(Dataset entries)
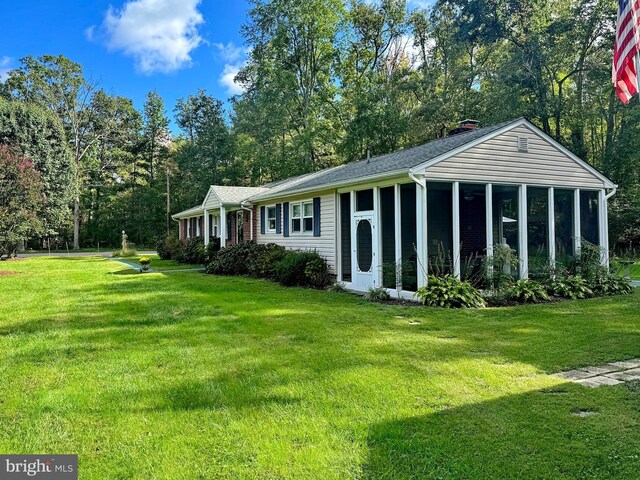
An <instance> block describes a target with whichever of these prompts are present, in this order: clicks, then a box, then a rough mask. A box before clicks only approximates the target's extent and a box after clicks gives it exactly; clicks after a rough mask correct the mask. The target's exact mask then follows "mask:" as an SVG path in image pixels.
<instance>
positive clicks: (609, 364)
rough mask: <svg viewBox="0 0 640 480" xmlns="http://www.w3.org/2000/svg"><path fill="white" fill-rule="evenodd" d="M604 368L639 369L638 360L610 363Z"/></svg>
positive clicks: (638, 360) (620, 369) (639, 362)
mask: <svg viewBox="0 0 640 480" xmlns="http://www.w3.org/2000/svg"><path fill="white" fill-rule="evenodd" d="M606 366H613V367H617V368H618V370H622V369H624V368H638V367H640V358H634V359H632V360H624V361H622V362H611V363H608V364H607V365H606Z"/></svg>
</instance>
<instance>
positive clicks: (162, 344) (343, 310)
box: [0, 257, 640, 480]
mask: <svg viewBox="0 0 640 480" xmlns="http://www.w3.org/2000/svg"><path fill="white" fill-rule="evenodd" d="M0 269H2V270H12V271H17V272H19V273H18V274H16V275H11V276H4V277H0V291H2V293H3V295H2V298H3V301H2V302H0V378H2V382H0V451H3V452H6V453H42V452H49V453H52V452H55V453H78V454H79V458H80V477H81V478H83V479H102V478H109V479H119V478H140V479H143V478H144V479H146V478H167V479H180V478H185V479H197V478H203V479H204V478H207V479H208V478H230V479H235V478H252V479H253V478H260V479H274V478H295V479H299V478H321V479H323V480H325V479H334V478H335V479H343V478H362V479H374V478H375V479H377V478H394V479H397V478H416V479H417V478H434V479H435V478H451V479H459V478H469V479H480V478H505V479H506V478H531V479H534V478H535V479H539V478H553V479H575V478H581V479H585V478H602V479H605V478H606V479H614V478H619V479H628V478H636V477H637V472H638V471H640V455H639V454H638V451H637V445H638V444H640V428H639V427H640V385H637V384H628V385H618V386H615V387H601V388H597V389H588V388H585V387H581V386H579V385H575V384H570V383H565V382H563V381H562V380H561V379H558V378H556V377H552V376H550V375H549V373H552V372H557V371H560V370H565V369H569V368H574V367H580V366H587V365H594V364H599V363H603V362H609V361H616V360H623V359H628V358H634V357H640V315H638V309H639V307H640V292H639V291H636V293H634V294H633V295H629V296H625V297H617V298H604V299H595V300H585V301H578V302H563V303H557V304H547V305H538V306H527V307H517V308H509V309H484V310H466V311H445V310H437V309H428V308H422V307H399V306H390V305H382V304H374V303H369V302H365V301H364V300H362V299H361V298H358V297H355V296H352V295H348V294H343V293H332V292H319V291H307V290H302V289H295V288H289V289H287V288H283V287H279V286H277V285H274V284H271V283H267V282H263V281H259V280H252V279H247V278H224V277H215V276H208V275H203V274H200V273H197V272H167V273H166V274H163V273H149V274H144V275H139V274H135V272H133V271H132V270H131V269H128V268H126V267H125V266H124V265H122V264H120V263H117V262H114V261H112V260H108V259H100V258H95V257H88V258H61V259H60V258H58V259H54V258H47V257H43V258H33V259H28V260H23V261H15V262H3V263H0ZM132 272H133V273H132ZM417 322H419V324H414V323H417ZM585 411H586V412H594V413H595V414H594V415H591V416H586V417H584V418H583V417H580V416H577V415H575V414H576V413H579V412H585Z"/></svg>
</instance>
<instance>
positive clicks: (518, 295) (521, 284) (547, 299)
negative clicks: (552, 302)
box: [506, 280, 549, 303]
mask: <svg viewBox="0 0 640 480" xmlns="http://www.w3.org/2000/svg"><path fill="white" fill-rule="evenodd" d="M506 296H507V298H508V299H510V300H515V301H517V302H520V303H540V302H544V301H547V300H549V294H548V293H547V289H546V287H545V286H544V285H543V284H542V283H539V282H536V281H535V280H518V281H517V282H515V283H514V284H513V285H511V286H510V287H509V288H508V289H507V291H506Z"/></svg>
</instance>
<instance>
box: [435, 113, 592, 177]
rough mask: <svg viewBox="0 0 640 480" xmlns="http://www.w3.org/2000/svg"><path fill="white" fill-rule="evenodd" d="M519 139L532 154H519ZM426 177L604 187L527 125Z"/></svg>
mask: <svg viewBox="0 0 640 480" xmlns="http://www.w3.org/2000/svg"><path fill="white" fill-rule="evenodd" d="M518 137H526V138H528V142H529V151H528V152H519V151H518ZM425 174H426V176H427V180H440V179H442V180H445V179H446V180H451V179H453V180H459V181H461V182H463V181H465V180H467V181H472V182H473V181H480V182H485V181H486V182H495V183H512V184H519V183H527V184H532V185H548V186H557V187H562V186H565V187H577V188H598V189H599V188H603V187H604V184H603V182H602V180H601V179H599V178H598V177H596V176H595V175H594V174H593V173H592V172H590V171H589V170H587V169H586V168H584V167H583V166H581V165H579V164H578V163H576V162H575V161H574V160H573V159H571V158H570V157H569V156H567V155H566V154H565V153H563V152H562V151H561V150H559V149H558V148H556V147H555V146H554V145H553V144H551V143H549V142H548V141H546V140H544V139H543V138H542V137H540V136H539V135H538V134H536V133H535V132H533V131H532V130H531V129H529V128H528V127H526V126H524V125H521V126H519V127H516V128H514V129H512V130H509V131H508V132H506V133H503V134H501V135H498V136H497V137H494V138H492V139H490V140H487V141H485V142H482V143H480V144H479V145H476V146H474V147H471V148H469V149H468V150H465V151H464V152H462V153H459V154H457V155H454V156H452V157H450V158H448V159H446V160H443V161H441V162H439V163H436V164H435V165H432V166H430V167H427V168H426V170H425Z"/></svg>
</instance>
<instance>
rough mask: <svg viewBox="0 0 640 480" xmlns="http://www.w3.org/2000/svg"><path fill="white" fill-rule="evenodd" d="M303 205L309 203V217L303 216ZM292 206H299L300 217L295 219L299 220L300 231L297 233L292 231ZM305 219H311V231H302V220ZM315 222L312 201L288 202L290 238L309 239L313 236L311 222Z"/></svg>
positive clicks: (289, 234) (303, 222) (299, 201)
mask: <svg viewBox="0 0 640 480" xmlns="http://www.w3.org/2000/svg"><path fill="white" fill-rule="evenodd" d="M305 203H310V204H311V215H310V216H309V215H305V214H304V204H305ZM294 205H300V213H301V216H300V217H295V218H300V231H299V232H295V231H294V230H293V219H294V216H293V206H294ZM305 218H310V219H311V230H307V231H306V232H305V231H304V219H305ZM314 221H315V219H314V215H313V200H312V199H310V200H300V201H296V202H289V235H290V236H296V237H298V236H300V237H309V236H312V235H313V222H314Z"/></svg>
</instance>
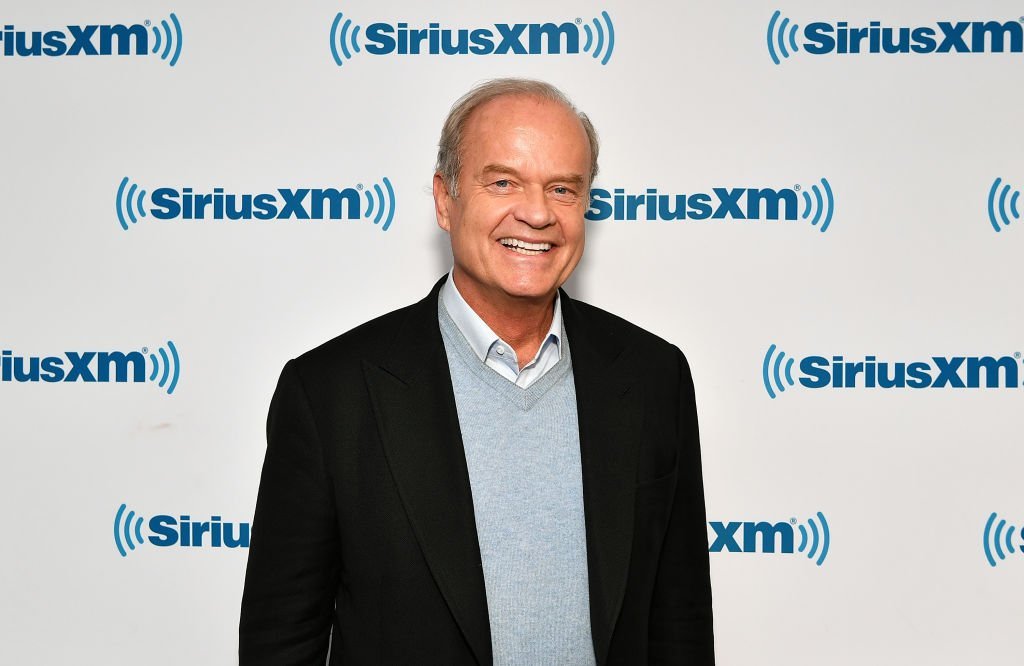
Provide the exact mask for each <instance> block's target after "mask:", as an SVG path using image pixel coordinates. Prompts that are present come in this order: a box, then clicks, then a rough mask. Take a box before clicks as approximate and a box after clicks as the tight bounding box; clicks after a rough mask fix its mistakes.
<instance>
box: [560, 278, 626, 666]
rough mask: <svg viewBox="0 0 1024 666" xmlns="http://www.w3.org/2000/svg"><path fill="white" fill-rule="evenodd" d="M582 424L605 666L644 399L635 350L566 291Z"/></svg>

> DIRECTIVE
Quote every line of the rows above word for word, leaving out the pictures.

> OUTPUT FOR THIS TASK
An <instance> block describes a target with whichever of these prompts are present, in this order: clicks, then a box, then a rough mask. A box before clicks only approximates the target's extent and a box after clicks gives it exactly; clicks after a rough mask correct the mask. The target's exact mask then follows "mask:" as an SVG path in image pixels.
<instance>
positive clicks: (609, 364)
rough mask: <svg viewBox="0 0 640 480" xmlns="http://www.w3.org/2000/svg"><path fill="white" fill-rule="evenodd" d="M604 368L639 369L638 360L610 363Z"/></svg>
positive clicks: (638, 360) (620, 369) (639, 362)
mask: <svg viewBox="0 0 640 480" xmlns="http://www.w3.org/2000/svg"><path fill="white" fill-rule="evenodd" d="M606 366H613V367H617V368H618V370H622V369H624V368H638V367H640V358H634V359H632V360H624V361H622V362H611V363H608V364H607V365H606Z"/></svg>
</instance>
<instance>
positive clicks: (162, 344) (343, 310)
box: [0, 257, 640, 480]
mask: <svg viewBox="0 0 640 480" xmlns="http://www.w3.org/2000/svg"><path fill="white" fill-rule="evenodd" d="M0 269H2V270H12V271H17V272H19V273H18V274H16V275H11V276H4V277H0V291H2V293H3V295H2V298H3V301H2V302H0V378H2V382H0V451H3V452H6V453H42V452H49V453H52V452H55V453H78V454H79V458H80V477H81V478H83V479H102V478H109V479H119V478H140V479H143V478H144V479H146V478H167V479H180V478H185V479H197V478H203V479H204V478H207V479H208V478H230V479H235V478H252V479H253V478H260V479H274V478H295V479H299V478H321V479H323V480H325V479H334V478H335V479H343V478H362V479H374V478H375V479H377V478H394V479H397V478H416V479H417V478H434V479H435V478H451V479H459V478H469V479H480V478H505V479H506V478H531V479H534V478H535V479H539V478H553V479H575V478H581V479H585V478H602V479H605V478H606V479H614V478H619V479H628V478H636V477H637V472H638V471H640V455H639V454H638V451H637V445H638V444H640V428H639V427H640V385H637V384H628V385H618V386H615V387H601V388H597V389H588V388H585V387H581V386H579V385H575V384H570V383H565V382H563V381H562V380H561V379H558V378H556V377H552V376H550V375H549V373H552V372H557V371H560V370H565V369H569V368H574V367H580V366H587V365H594V364H599V363H603V362H609V361H616V360H623V359H628V358H634V357H640V315H638V309H639V307H640V292H639V291H636V293H634V294H633V295H629V296H625V297H617V298H604V299H595V300H585V301H578V302H563V303H557V304H547V305H538V306H527V307H517V308H509V309H484V310H466V311H445V310H437V309H428V308H422V307H399V306H390V305H382V304H374V303H369V302H365V301H364V300H362V299H361V298H358V297H355V296H352V295H348V294H343V293H332V292H319V291H307V290H302V289H295V288H289V289H287V288H283V287H279V286H277V285H274V284H271V283H267V282H263V281H259V280H252V279H247V278H224V277H215V276H208V275H203V274H200V273H197V272H167V273H166V274H163V273H149V274H144V275H139V274H135V272H133V271H132V270H131V269H128V268H126V267H125V266H124V265H122V264H120V263H117V262H114V261H112V260H108V259H100V258H95V257H88V258H61V259H60V258H58V259H54V258H47V257H43V258H33V259H28V260H23V261H15V262H3V263H0ZM132 272H133V273H132ZM417 322H419V324H414V323H417ZM585 411H586V412H594V413H595V414H594V415H591V416H586V417H584V418H583V417H580V416H577V415H575V414H576V413H579V412H585Z"/></svg>
</instance>
<instance>
positive clicks: (518, 295) (521, 284) (547, 299)
negative clicks: (552, 302)
box: [506, 280, 549, 303]
mask: <svg viewBox="0 0 640 480" xmlns="http://www.w3.org/2000/svg"><path fill="white" fill-rule="evenodd" d="M506 296H507V298H508V299H510V300H515V301H517V302H520V303H540V302H544V301H547V300H549V294H548V293H547V289H546V287H545V286H544V285H543V284H542V283H539V282H536V281H535V280H518V281H517V282H515V283H514V284H513V285H511V286H510V287H509V288H508V289H507V291H506Z"/></svg>
</instance>
<instance>
box: [435, 113, 592, 177]
rough mask: <svg viewBox="0 0 640 480" xmlns="http://www.w3.org/2000/svg"><path fill="white" fill-rule="evenodd" d="M519 139L532 154H519ZM426 177L604 187L527 125Z"/></svg>
mask: <svg viewBox="0 0 640 480" xmlns="http://www.w3.org/2000/svg"><path fill="white" fill-rule="evenodd" d="M518 137H526V138H528V142H529V151H528V152H519V151H518ZM425 174H426V176H427V180H440V179H442V180H445V179H446V180H451V179H453V180H459V181H461V182H463V181H465V180H467V181H472V182H473V181H480V182H485V181H486V182H495V183H512V184H519V183H527V184H532V185H548V186H557V187H562V186H565V187H577V188H598V189H599V188H603V187H604V184H603V182H602V180H601V179H599V178H598V177H596V176H595V175H594V174H593V173H592V172H590V171H589V170H587V169H586V168H584V167H583V166H581V165H579V164H578V163H576V162H575V161H574V160H573V159H571V158H570V157H569V156H567V155H566V154H565V153H563V152H562V151H561V150H559V149H558V148H556V147H555V146H554V145H553V144H551V143H549V142H548V141H546V140H544V139H543V138H542V137H540V136H539V135H538V134H536V133H535V132H533V131H532V130H531V129H529V128H528V127H526V126H524V125H521V126H519V127H516V128H514V129H512V130H509V131H508V132H506V133H503V134H501V135H498V136H497V137H494V138H492V139H490V140H487V141H485V142H482V143H480V144H479V145H476V146H474V147H471V148H469V149H468V150H465V151H464V152H462V153H459V154H457V155H454V156H452V157H450V158H448V159H446V160H443V161H441V162H439V163H436V164H435V165H432V166H430V167H427V168H426V170H425Z"/></svg>
</instance>
<instance>
rough mask: <svg viewBox="0 0 640 480" xmlns="http://www.w3.org/2000/svg"><path fill="white" fill-rule="evenodd" d="M303 205L309 203V217L303 216ZM292 206H299L300 217L295 219L299 220L300 231L297 233L292 231ZM305 219H311V231H302V220ZM315 222L312 201L288 202L290 238L309 239L313 236L311 222Z"/></svg>
positive clicks: (289, 234) (303, 222) (299, 201)
mask: <svg viewBox="0 0 640 480" xmlns="http://www.w3.org/2000/svg"><path fill="white" fill-rule="evenodd" d="M305 203H310V204H311V215H310V216H309V215H305V214H304V204H305ZM294 205H300V213H301V216H300V217H295V218H300V231H299V232H295V231H294V230H293V219H294V216H293V206H294ZM305 218H310V219H311V230H307V231H306V232H305V231H304V219H305ZM314 221H315V219H314V215H313V200H312V199H310V200H300V201H296V202H289V235H290V236H296V237H298V236H300V237H309V236H312V235H313V222H314Z"/></svg>
</instance>
Provide the exact mask for each <instance> block's target after "mask:", as an SVG path using image pixel coordinates. Prompts that are present come in this order: a box, then clicks, then a rough mask. Take a box before clicks as approximate and a box after clicks as the tight bounding box; clicks after a rough mask fix its mistakes.
<instance>
box: [560, 278, 626, 666]
rough mask: <svg viewBox="0 0 1024 666" xmlns="http://www.w3.org/2000/svg"><path fill="white" fill-rule="evenodd" d="M582 424L605 666L644 399L635 350L566 291Z"/></svg>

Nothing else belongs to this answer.